▶ _İstenen Görevler_:
1) Gösterilen metinde "Bu arada MLPD" ile başlayıp "sosyalist düşünceyle tanıştım." ile biten bölümü harfi harfine yazıya geçirin.
2) Gösterilen metne göre aşağıdaki soruları yanıtlayın:
(a) MLPD'nin kurucusu kimdir?
(b) Hangi olay bir felaket olarak nitelendiriliyor?
(c) MLPD kaç kurumla birlikte, hangi ad altında seçimlere katılma imkânı sundu?

Bu arada MLPD kurucusu Willi Dickhut’un tezlerini de inceledim. Yaşadığımız ülkede nasıl işçi sınıfı devrimcilerinin hareket tarzına ilişkin görüşlerini taktir ettim. Özellikle MLPD nin Türkiyedeki faşizmi her alanda teşhir etmesi ve Kürdistan Rojava’yla dayanışmaları, enternasyonalist manada taktire şayandı.
Kısacası ADHK ve MLPD ‘nin görüşleri ve mücadeleleri sayesinde, onlarla iç içe politik yaşam pratiğinde sosyalist düşünceyle tanıştım.
Bugün mevcut durumda var olan iktidarın Politikasını nasıl görüyorsunuz?
Almanya’da SPD ve CDU genelde ve bazı eyaletlerde Grüne, FDP ve Linkspartei hükümet ortakları olmakla beraber biz işçi ve emekçilerin haklarını gasp ediyorlar. Almanya gibi dünyanın en güçlü ekonomisine sahip bir ülkede, işçi sınıfının hayat standartları feci biçimde düşüyor. 2010 Agenda olayı bir felaketti. Bunu bertaraf eden hiç bir gelişme olmadı. Öalışanların alım gücü hızla düşmeye devam ediyor, işçi ve memur maaşlarının yükselmesine direnerek bizlere yaşanılmaz bir hayat vaat ediyorlar. Eğitim, sağlık, konut, ulaşım, her alanda tekellerin çıkarlarını kollamaya endeksli plitikalar yürütülüyor. Yani bir avuç sermaye kesimini zenginleştirirken, bu zenginliği yaratan çalışan yığınları her yıl daha fakirleştiriyor. Adaletsizlik hergün dahada çok artıyor. Bu durum özellikle biz göçmenlere reçetesi çok ağır olarak günbe gün kendisini daha acımasızca hisettiriyor.
Politik bakımdan da endişe verici gelişmelere tanıklık ediyoruz. Almanya büyüyen zenginliğinden çalışanlara pay vermek yerine, onlardan daha çok kısarak dünya egemenliğine oynuyor. Bu yüzden sağcılık ve faşist kıpırdmalar artış kaydediyor. Yakın gelecekte bu durumun daha da dramatik bir hal alacağını tahmin edebiliriz.. Bu duruma karşı koymak ve bir direniş cephesi oluşturmak şart. Yerli ve göçmen işçi emekçilerin ortak paydada örgütlenmesi gerekiyor. Sınıf kardeşliği bugün berkitilmeyecekse daha ne yaman olabilecek? Almanya’da bugün sınıf kardeşliğinin en güvenilir toplanma aygıtı MLPD’dir. Göçmen kurumları kendi düşünceleriyle seçimlere katılamadığı için MLPD 16 kurumla beraber Enternasyonal Liste/MLPD olarak bizlere bu imkan sundu. Bizlerde itifak güçleri olarak kendi kimi düşünce ve şrgütsel varlığımızı ve farklılığımızı koruyarak birlikte yürüyoruz. Umarım, bu hareket yeni bir politik yıldız olarak ses getirir!

▶ _Verilen Bilgiler_:
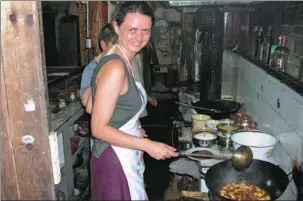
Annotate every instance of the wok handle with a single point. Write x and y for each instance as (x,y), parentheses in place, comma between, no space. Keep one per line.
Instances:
(202,173)
(292,176)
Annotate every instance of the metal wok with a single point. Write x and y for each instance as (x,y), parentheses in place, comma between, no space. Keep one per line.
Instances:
(261,173)
(227,108)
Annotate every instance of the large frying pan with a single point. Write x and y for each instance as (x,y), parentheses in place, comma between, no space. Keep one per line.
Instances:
(227,108)
(261,173)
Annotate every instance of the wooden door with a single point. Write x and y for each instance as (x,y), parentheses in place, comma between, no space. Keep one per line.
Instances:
(26,167)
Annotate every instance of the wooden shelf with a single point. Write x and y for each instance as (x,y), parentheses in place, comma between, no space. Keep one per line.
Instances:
(71,113)
(82,141)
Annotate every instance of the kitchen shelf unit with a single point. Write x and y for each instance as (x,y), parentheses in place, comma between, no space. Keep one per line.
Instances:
(61,81)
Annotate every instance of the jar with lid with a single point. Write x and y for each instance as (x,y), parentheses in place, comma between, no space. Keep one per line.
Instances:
(78,96)
(62,103)
(72,96)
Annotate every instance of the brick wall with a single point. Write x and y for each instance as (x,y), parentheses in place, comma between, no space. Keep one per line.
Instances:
(286,18)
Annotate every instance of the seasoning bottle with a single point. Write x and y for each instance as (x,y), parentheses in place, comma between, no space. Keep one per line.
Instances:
(62,103)
(72,96)
(78,94)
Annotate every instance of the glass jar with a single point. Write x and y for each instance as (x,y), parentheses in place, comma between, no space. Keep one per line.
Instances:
(62,103)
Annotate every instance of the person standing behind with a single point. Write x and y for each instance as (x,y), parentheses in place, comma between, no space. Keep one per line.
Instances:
(106,39)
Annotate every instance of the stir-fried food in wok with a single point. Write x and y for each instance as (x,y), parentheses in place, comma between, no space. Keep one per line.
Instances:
(243,192)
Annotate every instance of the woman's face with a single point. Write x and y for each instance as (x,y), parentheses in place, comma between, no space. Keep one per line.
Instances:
(134,33)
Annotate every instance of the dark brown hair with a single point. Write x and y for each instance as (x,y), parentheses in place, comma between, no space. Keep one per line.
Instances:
(132,7)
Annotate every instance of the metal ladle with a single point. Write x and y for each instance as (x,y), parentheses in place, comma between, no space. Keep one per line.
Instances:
(242,158)
(199,108)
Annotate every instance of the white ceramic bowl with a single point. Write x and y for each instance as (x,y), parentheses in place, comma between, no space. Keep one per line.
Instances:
(198,120)
(212,123)
(261,144)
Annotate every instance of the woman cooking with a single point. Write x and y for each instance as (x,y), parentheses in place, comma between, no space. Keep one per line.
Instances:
(117,164)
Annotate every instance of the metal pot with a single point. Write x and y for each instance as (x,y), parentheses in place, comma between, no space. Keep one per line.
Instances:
(225,131)
(224,142)
(205,137)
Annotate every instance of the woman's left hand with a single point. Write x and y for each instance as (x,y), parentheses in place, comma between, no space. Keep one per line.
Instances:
(152,101)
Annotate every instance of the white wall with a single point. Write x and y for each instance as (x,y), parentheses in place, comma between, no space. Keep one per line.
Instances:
(260,93)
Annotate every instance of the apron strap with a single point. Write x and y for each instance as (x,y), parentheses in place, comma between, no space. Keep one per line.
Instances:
(104,60)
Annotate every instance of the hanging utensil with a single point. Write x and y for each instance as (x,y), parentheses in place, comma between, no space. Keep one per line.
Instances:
(199,108)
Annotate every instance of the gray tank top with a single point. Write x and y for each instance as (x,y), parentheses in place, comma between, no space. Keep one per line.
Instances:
(127,105)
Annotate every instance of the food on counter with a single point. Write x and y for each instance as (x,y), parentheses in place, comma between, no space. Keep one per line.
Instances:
(239,116)
(205,136)
(241,191)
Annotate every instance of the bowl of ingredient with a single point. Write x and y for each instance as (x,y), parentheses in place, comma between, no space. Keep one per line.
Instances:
(261,144)
(205,137)
(212,123)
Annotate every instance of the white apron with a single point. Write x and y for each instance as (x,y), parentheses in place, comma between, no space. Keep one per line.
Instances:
(132,160)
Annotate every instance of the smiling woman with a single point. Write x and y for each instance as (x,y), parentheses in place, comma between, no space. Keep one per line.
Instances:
(117,161)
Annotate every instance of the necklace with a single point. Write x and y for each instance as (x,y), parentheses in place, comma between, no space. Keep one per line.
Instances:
(128,62)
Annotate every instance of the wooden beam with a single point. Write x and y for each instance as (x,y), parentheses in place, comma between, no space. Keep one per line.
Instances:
(27,171)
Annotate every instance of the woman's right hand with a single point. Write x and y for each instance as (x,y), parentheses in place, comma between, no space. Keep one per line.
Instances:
(160,150)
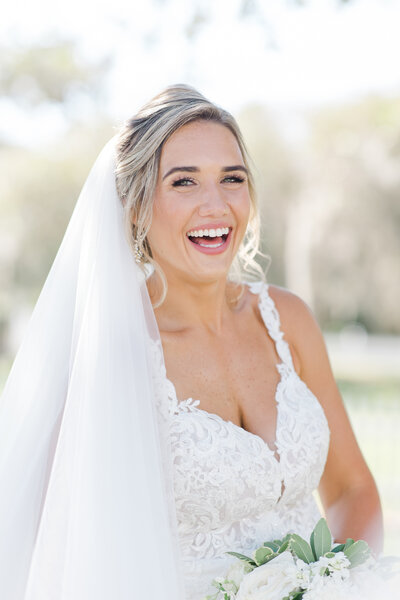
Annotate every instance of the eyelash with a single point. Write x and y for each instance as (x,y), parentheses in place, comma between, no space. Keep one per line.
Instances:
(181,182)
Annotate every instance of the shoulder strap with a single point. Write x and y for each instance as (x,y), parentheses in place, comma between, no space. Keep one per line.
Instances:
(272,321)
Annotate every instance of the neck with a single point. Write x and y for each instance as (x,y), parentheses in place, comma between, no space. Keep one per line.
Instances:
(191,305)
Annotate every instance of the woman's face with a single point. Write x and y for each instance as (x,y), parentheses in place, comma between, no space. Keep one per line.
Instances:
(201,203)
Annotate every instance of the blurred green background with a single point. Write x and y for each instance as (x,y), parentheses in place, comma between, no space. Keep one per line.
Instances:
(327,171)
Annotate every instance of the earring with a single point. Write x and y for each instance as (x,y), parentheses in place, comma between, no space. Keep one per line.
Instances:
(137,251)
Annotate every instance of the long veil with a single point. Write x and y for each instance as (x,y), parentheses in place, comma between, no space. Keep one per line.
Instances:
(86,505)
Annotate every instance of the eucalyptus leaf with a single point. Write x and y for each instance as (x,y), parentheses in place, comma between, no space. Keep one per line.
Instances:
(301,548)
(244,558)
(349,542)
(321,539)
(263,555)
(284,547)
(273,545)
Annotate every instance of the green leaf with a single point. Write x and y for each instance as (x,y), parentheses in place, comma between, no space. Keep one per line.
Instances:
(357,553)
(273,545)
(242,557)
(301,548)
(263,555)
(321,539)
(349,542)
(284,547)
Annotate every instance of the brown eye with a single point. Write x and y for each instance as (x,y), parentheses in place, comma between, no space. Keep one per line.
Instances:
(233,179)
(183,182)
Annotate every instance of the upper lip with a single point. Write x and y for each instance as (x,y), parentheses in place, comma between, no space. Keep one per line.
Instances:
(210,226)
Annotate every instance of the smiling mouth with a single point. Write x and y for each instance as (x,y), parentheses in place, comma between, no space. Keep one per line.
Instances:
(209,238)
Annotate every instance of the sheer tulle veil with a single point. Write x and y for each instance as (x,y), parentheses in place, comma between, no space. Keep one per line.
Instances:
(86,502)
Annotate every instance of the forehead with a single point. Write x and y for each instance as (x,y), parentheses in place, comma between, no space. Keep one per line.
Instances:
(201,143)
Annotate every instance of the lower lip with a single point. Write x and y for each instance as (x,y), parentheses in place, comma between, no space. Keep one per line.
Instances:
(208,250)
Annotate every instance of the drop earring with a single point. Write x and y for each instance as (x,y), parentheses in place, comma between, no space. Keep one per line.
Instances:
(137,251)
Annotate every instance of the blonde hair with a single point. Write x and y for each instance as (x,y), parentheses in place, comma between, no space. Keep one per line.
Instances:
(138,156)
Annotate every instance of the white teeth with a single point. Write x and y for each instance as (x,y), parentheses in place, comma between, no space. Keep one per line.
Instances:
(208,232)
(211,245)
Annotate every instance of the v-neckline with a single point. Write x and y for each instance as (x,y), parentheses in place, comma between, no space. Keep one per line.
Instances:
(276,454)
(281,368)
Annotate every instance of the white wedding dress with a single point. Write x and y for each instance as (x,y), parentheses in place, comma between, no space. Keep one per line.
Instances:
(232,491)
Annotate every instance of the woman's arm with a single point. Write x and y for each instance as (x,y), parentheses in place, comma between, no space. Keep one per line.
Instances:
(347,489)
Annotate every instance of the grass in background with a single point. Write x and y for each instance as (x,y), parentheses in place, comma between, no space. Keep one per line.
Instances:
(374,410)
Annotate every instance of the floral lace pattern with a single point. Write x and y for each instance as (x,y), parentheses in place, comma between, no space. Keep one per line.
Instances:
(232,492)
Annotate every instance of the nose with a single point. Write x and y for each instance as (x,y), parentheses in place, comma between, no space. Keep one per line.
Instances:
(213,203)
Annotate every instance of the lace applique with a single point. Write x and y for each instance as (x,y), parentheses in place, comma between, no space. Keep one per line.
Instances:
(228,482)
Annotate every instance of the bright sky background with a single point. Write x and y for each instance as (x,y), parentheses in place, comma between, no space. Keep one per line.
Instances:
(286,57)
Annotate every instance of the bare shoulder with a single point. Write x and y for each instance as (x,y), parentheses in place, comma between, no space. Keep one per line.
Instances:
(298,324)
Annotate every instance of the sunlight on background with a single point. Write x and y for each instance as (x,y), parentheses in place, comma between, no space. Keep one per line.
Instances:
(316,88)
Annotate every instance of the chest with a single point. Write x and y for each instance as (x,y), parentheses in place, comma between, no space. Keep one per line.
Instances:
(233,375)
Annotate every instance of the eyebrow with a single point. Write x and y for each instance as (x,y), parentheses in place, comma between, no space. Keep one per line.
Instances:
(196,170)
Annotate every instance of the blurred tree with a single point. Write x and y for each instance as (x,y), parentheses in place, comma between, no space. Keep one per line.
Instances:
(276,180)
(356,260)
(50,73)
(39,188)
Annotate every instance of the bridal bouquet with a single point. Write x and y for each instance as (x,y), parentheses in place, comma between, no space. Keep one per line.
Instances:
(293,569)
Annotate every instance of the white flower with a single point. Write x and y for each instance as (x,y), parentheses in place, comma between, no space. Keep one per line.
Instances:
(274,580)
(329,589)
(236,572)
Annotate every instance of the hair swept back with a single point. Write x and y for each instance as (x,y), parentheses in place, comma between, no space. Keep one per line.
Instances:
(139,146)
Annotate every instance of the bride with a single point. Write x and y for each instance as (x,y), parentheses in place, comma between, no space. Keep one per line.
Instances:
(162,409)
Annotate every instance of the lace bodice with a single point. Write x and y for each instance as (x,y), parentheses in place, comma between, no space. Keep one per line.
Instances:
(232,491)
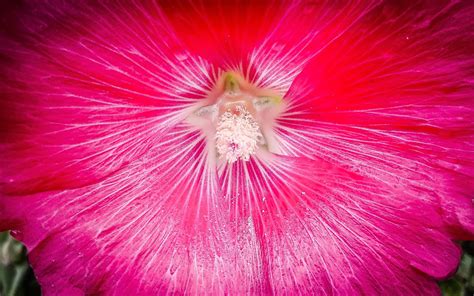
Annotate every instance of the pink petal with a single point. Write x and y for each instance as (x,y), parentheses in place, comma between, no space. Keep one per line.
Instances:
(114,195)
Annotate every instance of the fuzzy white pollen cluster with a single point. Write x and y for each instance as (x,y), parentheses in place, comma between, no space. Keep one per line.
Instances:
(237,135)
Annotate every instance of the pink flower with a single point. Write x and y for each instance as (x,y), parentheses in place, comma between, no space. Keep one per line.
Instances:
(256,148)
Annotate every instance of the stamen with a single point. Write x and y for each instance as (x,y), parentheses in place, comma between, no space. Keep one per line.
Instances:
(238,135)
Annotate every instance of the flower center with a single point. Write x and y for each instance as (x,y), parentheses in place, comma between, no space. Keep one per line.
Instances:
(237,135)
(238,118)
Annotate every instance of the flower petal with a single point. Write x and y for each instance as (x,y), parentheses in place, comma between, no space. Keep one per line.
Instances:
(324,229)
(392,101)
(84,101)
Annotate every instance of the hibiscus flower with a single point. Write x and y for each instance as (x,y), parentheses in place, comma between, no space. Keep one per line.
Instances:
(238,148)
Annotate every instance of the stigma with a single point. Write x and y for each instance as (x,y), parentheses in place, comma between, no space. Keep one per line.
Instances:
(237,118)
(238,135)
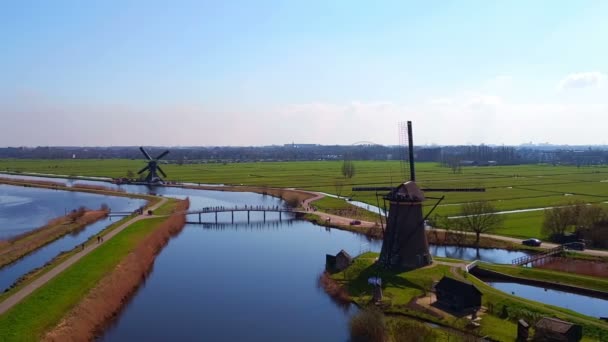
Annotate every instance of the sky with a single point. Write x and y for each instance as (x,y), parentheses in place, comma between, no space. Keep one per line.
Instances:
(243,73)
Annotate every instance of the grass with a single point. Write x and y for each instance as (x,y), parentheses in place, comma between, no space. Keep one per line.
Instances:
(44,308)
(600,284)
(337,206)
(401,287)
(507,187)
(55,229)
(167,208)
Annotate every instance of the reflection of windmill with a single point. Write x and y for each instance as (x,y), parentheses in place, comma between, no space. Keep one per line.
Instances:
(152,167)
(405,244)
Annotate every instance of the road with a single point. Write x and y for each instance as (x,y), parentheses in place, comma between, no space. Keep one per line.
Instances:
(40,281)
(346,221)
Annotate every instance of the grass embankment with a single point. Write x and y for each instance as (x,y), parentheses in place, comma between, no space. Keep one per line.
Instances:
(555,277)
(101,279)
(371,232)
(24,244)
(401,288)
(507,187)
(340,207)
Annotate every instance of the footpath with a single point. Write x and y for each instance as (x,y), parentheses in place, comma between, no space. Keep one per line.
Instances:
(40,281)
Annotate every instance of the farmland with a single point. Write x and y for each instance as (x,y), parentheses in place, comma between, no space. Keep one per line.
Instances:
(507,187)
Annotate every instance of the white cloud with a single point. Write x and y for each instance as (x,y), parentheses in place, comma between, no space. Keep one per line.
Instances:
(472,117)
(582,80)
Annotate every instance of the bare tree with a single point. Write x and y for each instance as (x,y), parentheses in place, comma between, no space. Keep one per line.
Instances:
(479,217)
(338,185)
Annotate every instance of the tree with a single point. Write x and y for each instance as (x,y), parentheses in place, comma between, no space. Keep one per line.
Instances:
(479,217)
(348,168)
(338,185)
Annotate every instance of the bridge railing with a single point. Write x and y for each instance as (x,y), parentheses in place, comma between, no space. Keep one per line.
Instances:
(531,258)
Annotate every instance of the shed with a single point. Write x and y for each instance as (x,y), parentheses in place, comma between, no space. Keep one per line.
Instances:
(457,294)
(338,262)
(553,329)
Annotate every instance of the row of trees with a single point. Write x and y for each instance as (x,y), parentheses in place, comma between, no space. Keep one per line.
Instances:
(580,221)
(474,218)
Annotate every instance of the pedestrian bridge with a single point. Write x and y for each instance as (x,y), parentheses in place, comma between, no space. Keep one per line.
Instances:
(246,208)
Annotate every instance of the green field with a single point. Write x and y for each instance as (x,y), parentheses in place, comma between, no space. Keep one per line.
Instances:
(45,307)
(507,187)
(399,288)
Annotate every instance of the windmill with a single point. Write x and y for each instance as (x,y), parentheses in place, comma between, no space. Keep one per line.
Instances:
(405,244)
(153,167)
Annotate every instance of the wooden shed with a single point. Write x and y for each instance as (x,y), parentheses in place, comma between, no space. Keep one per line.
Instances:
(457,294)
(553,329)
(338,262)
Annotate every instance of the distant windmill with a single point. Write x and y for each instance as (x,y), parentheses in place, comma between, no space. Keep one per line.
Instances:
(152,167)
(405,244)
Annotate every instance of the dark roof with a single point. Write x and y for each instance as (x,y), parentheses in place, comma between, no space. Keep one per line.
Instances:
(554,324)
(343,252)
(453,285)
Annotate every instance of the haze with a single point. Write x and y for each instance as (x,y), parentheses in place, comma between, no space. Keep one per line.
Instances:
(273,72)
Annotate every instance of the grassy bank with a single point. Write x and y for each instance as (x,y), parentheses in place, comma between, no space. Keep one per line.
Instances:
(340,207)
(92,314)
(401,289)
(22,245)
(44,308)
(600,284)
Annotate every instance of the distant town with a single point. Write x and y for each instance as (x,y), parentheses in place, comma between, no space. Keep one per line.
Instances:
(450,156)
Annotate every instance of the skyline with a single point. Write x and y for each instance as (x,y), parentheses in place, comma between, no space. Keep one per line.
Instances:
(203,74)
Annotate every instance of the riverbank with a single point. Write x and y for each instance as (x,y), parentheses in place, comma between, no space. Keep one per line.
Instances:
(591,286)
(29,314)
(93,313)
(408,293)
(15,248)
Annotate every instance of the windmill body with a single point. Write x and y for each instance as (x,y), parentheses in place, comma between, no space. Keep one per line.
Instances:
(405,244)
(153,168)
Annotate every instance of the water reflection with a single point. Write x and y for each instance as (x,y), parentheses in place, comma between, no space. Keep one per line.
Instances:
(493,255)
(586,305)
(23,208)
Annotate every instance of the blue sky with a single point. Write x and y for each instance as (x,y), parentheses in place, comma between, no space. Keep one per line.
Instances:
(333,72)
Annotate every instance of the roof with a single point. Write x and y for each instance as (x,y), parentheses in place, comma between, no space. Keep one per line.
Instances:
(554,324)
(343,252)
(453,285)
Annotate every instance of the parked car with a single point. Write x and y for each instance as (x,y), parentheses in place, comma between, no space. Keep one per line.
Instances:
(577,246)
(532,242)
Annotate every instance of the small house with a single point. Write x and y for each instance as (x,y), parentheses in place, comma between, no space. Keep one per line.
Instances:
(457,295)
(338,262)
(553,329)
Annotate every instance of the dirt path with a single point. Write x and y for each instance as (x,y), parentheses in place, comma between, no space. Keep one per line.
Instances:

▶ _Görevlere Göre Yanıtlar_:
1)
Bu arada MLPD kurucusu Willi Dickhut’un tezlerini de inceledim. Yaşadığımız ülkede nasıl işçi sınıfı devrimcilerinin hareket tarzına ilişkin görüşlerini taktir ettim. Özellikle MLPD nin Türkiyedeki faşizmi her alanda teşhir etmesi ve Kürdistan Rojava’yla dayanışmaları, enternasyonalist manada taktire şayandı.
Kısacası ADHK ve MLPD ‘nin görüşleri ve mücadeleleri sayesinde, onlarla iç içe politik yaşam pratiğinde sosyalist düşünceyle tanıştım.

2)
(a) Willi Dickhut.
(b) 2010 Agenda olayı.
(c) 16 kurumla birlikte, Enternasyonal Liste/MLPD adıyla.